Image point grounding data
####

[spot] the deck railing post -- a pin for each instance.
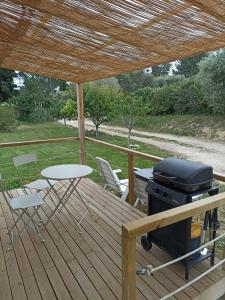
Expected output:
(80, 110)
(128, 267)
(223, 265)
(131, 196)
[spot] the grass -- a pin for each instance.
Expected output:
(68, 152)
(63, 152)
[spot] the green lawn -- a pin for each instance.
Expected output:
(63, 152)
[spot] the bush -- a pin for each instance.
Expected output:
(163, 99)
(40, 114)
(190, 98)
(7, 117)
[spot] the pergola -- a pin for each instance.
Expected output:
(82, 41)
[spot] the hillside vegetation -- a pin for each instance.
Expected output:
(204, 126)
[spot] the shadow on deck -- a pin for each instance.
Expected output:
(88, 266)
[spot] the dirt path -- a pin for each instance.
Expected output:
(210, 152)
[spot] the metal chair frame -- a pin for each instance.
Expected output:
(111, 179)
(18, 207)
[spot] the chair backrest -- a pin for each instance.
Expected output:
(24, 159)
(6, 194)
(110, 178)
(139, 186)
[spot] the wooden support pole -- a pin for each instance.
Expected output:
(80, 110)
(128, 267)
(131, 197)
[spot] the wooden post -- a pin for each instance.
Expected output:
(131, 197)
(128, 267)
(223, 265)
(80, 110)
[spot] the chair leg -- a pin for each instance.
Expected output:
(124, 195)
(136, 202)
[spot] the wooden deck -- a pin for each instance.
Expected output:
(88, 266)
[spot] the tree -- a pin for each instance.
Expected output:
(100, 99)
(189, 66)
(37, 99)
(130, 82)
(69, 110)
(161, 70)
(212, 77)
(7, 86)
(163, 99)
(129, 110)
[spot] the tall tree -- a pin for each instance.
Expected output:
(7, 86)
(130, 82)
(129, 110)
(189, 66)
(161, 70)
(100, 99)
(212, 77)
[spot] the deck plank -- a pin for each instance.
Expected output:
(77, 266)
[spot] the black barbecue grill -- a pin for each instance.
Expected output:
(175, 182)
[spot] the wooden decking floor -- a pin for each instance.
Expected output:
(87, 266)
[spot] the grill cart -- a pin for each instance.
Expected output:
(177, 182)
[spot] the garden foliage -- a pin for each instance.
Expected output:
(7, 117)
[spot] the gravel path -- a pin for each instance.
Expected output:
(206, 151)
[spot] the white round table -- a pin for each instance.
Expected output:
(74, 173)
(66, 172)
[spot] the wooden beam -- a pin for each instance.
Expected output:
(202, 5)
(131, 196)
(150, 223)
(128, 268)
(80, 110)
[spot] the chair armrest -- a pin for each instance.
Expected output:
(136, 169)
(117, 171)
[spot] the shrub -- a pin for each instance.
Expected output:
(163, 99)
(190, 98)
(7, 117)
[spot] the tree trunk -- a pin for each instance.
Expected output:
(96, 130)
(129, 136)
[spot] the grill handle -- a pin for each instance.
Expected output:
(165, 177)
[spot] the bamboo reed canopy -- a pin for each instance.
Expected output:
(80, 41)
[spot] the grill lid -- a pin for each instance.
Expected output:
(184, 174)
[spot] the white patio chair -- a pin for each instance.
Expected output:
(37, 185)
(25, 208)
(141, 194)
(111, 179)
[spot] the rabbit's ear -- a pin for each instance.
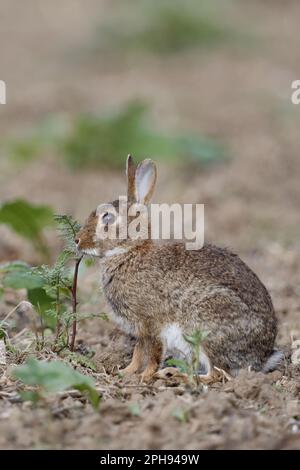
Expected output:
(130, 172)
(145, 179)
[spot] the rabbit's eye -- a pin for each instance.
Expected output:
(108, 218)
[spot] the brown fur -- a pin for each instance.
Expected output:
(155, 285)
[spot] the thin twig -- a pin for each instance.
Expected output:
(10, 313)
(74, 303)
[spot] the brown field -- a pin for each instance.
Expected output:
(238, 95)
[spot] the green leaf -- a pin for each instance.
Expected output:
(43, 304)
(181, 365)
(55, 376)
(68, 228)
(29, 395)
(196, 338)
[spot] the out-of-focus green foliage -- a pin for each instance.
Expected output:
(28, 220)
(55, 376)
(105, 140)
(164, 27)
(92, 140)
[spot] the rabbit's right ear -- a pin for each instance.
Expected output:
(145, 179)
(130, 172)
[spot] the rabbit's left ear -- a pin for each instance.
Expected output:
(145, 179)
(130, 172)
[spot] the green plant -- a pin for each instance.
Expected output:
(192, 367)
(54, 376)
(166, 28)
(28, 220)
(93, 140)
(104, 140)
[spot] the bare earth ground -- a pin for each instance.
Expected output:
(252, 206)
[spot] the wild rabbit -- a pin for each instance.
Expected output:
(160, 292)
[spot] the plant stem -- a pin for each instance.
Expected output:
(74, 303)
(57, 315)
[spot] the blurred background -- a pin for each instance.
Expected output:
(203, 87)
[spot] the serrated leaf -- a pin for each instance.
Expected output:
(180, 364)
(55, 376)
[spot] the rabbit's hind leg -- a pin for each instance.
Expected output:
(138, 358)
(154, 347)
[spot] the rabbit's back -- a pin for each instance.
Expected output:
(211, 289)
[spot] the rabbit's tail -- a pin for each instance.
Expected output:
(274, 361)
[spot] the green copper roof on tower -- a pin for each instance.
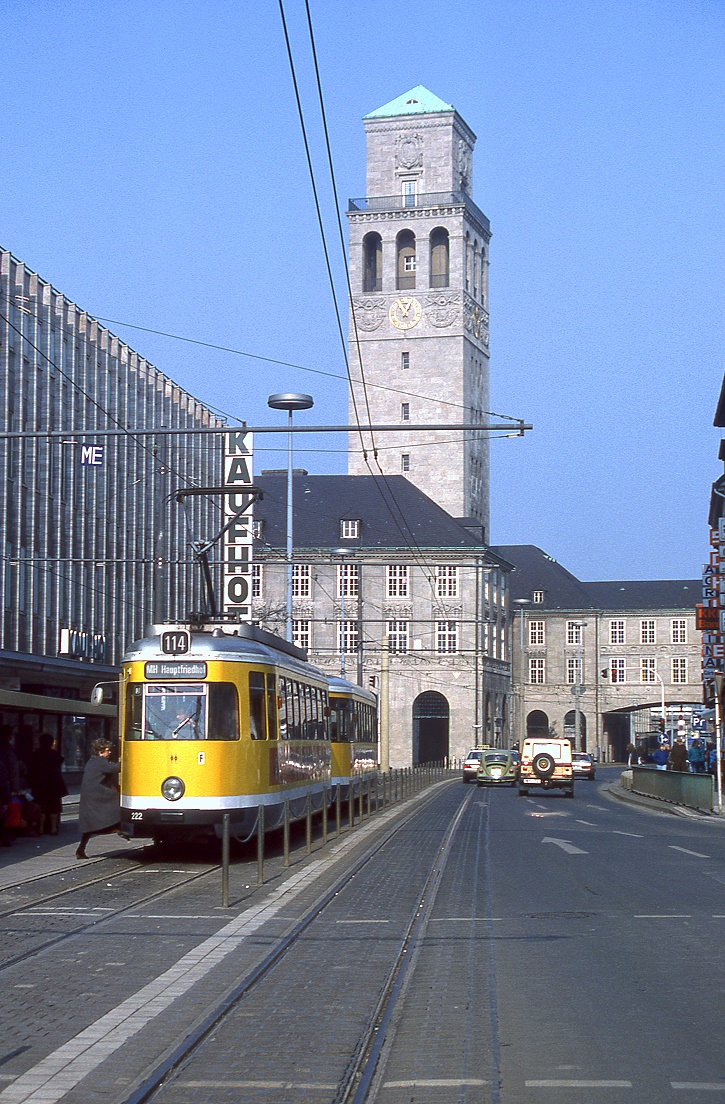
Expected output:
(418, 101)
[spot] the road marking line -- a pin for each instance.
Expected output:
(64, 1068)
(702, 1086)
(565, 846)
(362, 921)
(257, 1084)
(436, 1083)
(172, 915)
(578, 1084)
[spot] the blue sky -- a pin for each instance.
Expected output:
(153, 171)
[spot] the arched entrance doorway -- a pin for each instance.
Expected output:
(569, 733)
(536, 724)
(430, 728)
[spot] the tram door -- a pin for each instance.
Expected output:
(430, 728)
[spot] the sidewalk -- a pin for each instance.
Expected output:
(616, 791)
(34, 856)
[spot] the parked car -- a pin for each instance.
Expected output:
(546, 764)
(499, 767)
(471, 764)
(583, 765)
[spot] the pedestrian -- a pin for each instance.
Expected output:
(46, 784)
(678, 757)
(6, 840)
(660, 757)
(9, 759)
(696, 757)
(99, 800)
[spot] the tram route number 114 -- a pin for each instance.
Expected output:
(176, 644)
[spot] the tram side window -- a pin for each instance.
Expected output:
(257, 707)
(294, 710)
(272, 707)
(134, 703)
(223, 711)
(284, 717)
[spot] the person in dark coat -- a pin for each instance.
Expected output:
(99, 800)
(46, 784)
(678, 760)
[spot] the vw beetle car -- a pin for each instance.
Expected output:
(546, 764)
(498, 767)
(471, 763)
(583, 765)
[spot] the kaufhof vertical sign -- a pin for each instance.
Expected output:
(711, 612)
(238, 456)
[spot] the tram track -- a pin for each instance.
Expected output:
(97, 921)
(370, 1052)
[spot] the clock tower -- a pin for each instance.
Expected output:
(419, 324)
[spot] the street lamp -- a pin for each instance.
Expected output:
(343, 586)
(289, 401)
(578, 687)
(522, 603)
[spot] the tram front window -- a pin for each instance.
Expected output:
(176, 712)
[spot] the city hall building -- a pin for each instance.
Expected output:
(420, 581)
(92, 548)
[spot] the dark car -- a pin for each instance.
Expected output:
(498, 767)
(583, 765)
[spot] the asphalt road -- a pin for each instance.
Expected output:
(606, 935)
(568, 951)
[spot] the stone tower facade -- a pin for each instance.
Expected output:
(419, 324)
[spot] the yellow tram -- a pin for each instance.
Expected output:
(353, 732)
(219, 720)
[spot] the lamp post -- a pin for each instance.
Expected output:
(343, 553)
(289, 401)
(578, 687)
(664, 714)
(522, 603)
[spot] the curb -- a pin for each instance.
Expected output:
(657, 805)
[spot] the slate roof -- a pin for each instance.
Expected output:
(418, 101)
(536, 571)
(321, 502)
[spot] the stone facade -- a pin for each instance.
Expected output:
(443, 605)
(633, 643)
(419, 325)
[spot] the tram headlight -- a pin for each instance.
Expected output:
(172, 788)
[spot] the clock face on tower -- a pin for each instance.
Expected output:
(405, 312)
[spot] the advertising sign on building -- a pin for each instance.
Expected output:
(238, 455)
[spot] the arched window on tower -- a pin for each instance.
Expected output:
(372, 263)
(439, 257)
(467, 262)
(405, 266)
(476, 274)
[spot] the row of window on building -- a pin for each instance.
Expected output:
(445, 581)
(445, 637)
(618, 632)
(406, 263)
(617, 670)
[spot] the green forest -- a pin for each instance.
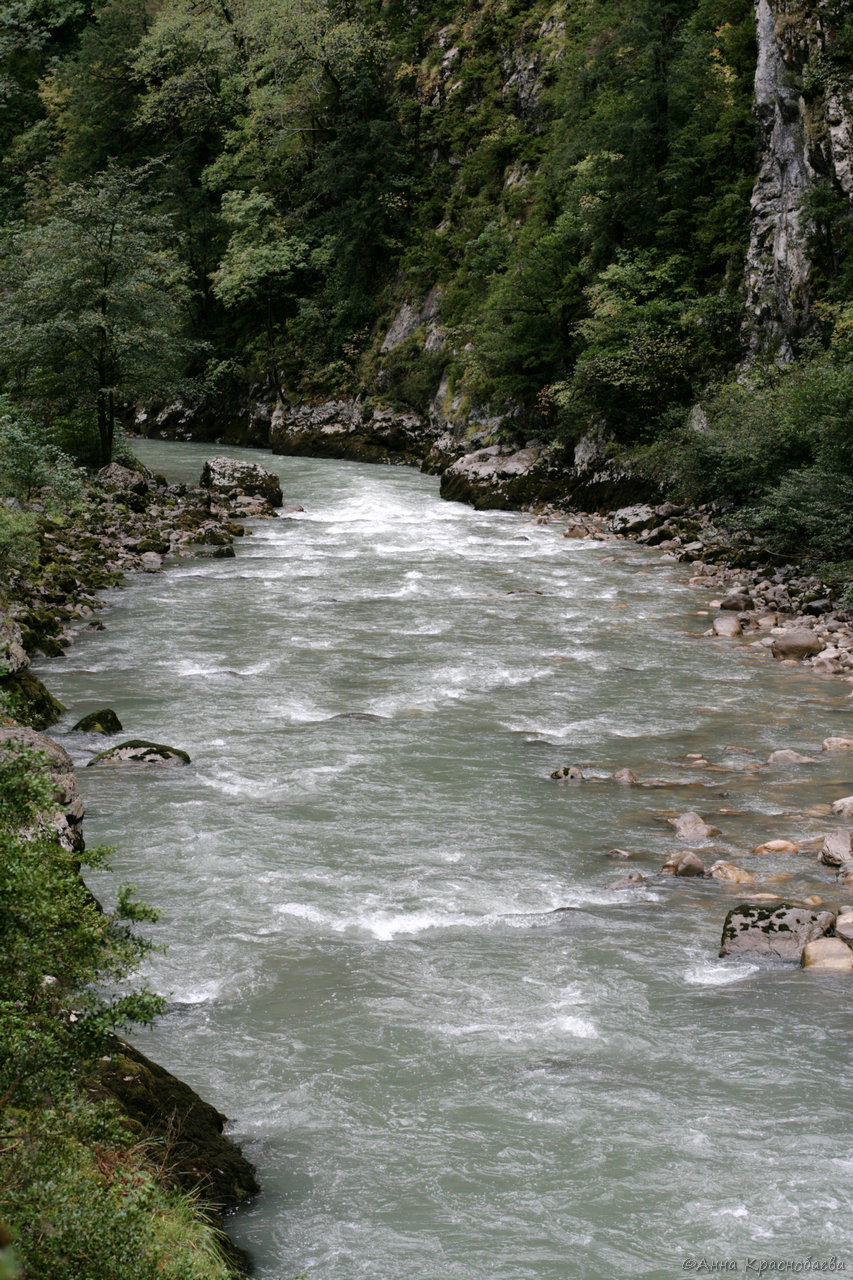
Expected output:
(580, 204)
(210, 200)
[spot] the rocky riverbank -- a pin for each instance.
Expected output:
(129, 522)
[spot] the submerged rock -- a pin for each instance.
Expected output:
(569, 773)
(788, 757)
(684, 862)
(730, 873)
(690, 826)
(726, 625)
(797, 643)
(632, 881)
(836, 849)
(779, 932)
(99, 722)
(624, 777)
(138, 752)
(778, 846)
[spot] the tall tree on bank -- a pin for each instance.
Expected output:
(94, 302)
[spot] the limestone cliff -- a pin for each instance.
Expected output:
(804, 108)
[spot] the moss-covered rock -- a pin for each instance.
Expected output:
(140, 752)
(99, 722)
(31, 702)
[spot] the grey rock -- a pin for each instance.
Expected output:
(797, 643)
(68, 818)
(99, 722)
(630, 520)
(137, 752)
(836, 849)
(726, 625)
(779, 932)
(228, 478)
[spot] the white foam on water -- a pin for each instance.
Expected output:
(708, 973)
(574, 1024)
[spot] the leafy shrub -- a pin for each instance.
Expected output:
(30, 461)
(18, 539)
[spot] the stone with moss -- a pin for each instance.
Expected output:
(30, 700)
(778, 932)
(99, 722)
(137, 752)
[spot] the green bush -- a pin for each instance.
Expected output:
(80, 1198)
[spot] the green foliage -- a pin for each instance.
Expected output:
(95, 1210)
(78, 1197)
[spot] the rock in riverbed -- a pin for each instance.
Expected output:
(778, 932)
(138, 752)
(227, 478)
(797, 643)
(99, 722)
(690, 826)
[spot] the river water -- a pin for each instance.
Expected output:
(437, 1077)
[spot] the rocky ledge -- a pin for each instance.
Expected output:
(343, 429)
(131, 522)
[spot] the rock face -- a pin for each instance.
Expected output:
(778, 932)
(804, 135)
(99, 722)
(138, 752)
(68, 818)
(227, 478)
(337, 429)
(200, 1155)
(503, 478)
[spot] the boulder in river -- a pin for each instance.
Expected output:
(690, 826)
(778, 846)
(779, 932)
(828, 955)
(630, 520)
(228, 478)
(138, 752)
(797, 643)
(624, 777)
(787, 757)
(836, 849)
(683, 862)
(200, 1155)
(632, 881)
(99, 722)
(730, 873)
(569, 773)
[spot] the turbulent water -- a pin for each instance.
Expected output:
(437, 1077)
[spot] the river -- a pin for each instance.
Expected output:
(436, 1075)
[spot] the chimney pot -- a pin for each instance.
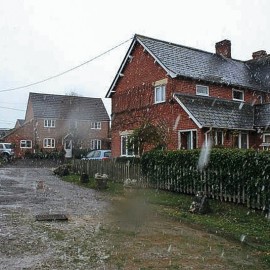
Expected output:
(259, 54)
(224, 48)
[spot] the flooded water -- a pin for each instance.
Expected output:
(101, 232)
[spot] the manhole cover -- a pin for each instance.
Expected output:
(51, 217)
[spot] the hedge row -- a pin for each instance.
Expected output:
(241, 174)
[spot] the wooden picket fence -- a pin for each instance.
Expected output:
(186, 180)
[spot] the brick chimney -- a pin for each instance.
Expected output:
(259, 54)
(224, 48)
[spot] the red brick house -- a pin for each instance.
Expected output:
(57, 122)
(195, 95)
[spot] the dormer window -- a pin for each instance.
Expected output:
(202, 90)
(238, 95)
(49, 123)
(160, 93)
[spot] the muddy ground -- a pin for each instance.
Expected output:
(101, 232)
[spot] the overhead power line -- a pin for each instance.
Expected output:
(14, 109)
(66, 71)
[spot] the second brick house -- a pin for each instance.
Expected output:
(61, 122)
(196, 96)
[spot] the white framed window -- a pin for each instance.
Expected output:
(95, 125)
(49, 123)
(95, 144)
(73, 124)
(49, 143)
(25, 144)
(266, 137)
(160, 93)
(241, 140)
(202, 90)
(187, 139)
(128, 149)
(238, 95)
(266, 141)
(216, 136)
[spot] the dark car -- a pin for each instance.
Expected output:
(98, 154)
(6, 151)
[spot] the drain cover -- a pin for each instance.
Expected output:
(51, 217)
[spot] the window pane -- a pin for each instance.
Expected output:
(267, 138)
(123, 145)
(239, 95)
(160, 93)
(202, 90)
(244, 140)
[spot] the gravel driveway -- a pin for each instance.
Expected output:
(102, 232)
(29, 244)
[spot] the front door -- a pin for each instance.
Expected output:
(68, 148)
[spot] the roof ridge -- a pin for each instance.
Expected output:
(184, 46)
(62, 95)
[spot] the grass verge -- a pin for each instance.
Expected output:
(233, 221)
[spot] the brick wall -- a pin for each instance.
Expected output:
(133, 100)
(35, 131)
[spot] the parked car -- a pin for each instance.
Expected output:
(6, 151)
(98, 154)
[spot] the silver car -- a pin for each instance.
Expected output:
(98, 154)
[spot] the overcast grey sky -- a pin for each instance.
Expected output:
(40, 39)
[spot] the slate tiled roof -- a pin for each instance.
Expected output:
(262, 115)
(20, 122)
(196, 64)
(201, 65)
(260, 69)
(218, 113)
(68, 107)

####

Look through the data and gather every line with the string "window" in it.

[spot] the tram side window -- a pin for each instance.
[spot] the tram front window -- a pin for each instance.
[spot] the arched window on tower -- a pin for each instance.
[spot] the row of window on building -- a pin for each instance.
[spot] the dormer window -- a pin for each instance.
[spot] the white framed window -- a pin for each instance.
[spot] the window pane -- a pin for each instance.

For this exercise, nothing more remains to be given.